--- Input records ---

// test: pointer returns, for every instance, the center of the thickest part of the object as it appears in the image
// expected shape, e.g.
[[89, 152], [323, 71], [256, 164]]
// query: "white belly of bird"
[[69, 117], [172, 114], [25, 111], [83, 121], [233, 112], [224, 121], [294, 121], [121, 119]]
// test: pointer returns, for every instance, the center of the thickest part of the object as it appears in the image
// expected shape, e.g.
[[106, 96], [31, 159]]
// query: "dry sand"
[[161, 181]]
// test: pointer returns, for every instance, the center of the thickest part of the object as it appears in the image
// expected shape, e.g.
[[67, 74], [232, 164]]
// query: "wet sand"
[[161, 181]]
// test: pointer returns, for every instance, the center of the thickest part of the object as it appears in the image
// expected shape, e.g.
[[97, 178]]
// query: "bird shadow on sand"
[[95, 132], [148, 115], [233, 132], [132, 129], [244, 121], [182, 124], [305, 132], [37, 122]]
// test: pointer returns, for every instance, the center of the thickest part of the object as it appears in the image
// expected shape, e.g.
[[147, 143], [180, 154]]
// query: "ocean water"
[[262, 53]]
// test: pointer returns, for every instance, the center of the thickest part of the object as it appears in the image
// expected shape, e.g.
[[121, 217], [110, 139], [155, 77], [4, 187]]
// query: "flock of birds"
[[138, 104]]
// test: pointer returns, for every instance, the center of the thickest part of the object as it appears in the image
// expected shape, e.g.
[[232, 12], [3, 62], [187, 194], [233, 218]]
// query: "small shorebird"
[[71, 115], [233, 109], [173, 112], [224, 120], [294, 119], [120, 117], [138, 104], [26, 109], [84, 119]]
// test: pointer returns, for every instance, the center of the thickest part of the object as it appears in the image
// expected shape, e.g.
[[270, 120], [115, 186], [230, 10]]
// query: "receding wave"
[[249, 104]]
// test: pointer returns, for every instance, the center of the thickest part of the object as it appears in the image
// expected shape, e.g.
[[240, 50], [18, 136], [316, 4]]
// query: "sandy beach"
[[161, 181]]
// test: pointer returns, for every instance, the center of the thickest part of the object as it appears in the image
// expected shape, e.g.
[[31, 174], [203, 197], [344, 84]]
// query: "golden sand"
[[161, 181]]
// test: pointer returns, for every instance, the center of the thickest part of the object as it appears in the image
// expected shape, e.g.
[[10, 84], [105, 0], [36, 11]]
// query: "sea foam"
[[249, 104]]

--- Exercise aim ---
The entries above should be copied out exactly, with none left out.

--- Your response ---
// test: pointer returns, for every instance, the center of the thickest part of the object as it appears in the image
// expected shape, e.g.
[[89, 152], [323, 71], [256, 164]]
// query: "white belly of bird"
[[69, 117], [172, 114], [25, 111], [83, 121], [233, 112], [224, 121], [294, 121], [121, 119]]
// test: pointer returns, for every instance, the center of the thickest part of the object as it appears in the image
// expected shape, e.g.
[[106, 96], [31, 159]]
// query: "dry sand"
[[161, 181]]
// test: pointer returns, for every instance, the center of the thickest part of the object as it appears in the image
// expected shape, e.g.
[[67, 74], [232, 164]]
// query: "wet sand"
[[161, 181]]
// test: pointer returns, for every instance, the center of the thickest part of the object as it appears in the image
// expected shape, e.g.
[[97, 178]]
// query: "bird shadow on sand"
[[95, 132], [148, 115], [233, 132], [132, 129], [244, 121], [182, 124], [305, 132], [37, 122]]
// test: pointer returns, for every instance, the center of the thickest part of the object as it appears in the image
// expected shape, e.g.
[[147, 143], [180, 154]]
// query: "ocean water"
[[262, 53]]
// test: pointer returns, for every instance, the center of the thickest part of the object as it appears in the image
// expected shape, e.g.
[[121, 217], [110, 139], [155, 77], [4, 187]]
// query: "flock of birds"
[[138, 104]]
// test: pointer returns, for every instance, the center of the thickest part of the object as it appears in the image
// expected shape, e.g.
[[232, 12], [3, 62], [187, 194], [233, 218]]
// query: "small shorebird"
[[71, 115], [233, 109], [173, 112], [224, 120], [294, 119], [120, 117], [138, 104], [26, 109], [84, 119]]
// test: pointer returns, for every instance, the center of the thickest part of the object as it appears in the image
// expected shape, e.g.
[[270, 120], [115, 186], [230, 10]]
// query: "receding wave"
[[249, 104]]
// test: pointer returns, for every instance, the center of the thickest part of the object as it appears in the image
// expected shape, e.g.
[[240, 50], [18, 136], [316, 4]]
// query: "sandy beach"
[[161, 181]]
// test: pointer returns, for every instance, the center of the thickest part of the object as it appears in the image
// expected shape, e.g.
[[31, 174], [203, 197], [344, 84]]
// query: "golden sand"
[[161, 181]]
// test: pointer returns, for every instance, the center of the thickest part of the object as it appears in the image
// expected shape, e.g.
[[10, 84], [105, 0], [36, 11]]
// query: "sea foam"
[[249, 104]]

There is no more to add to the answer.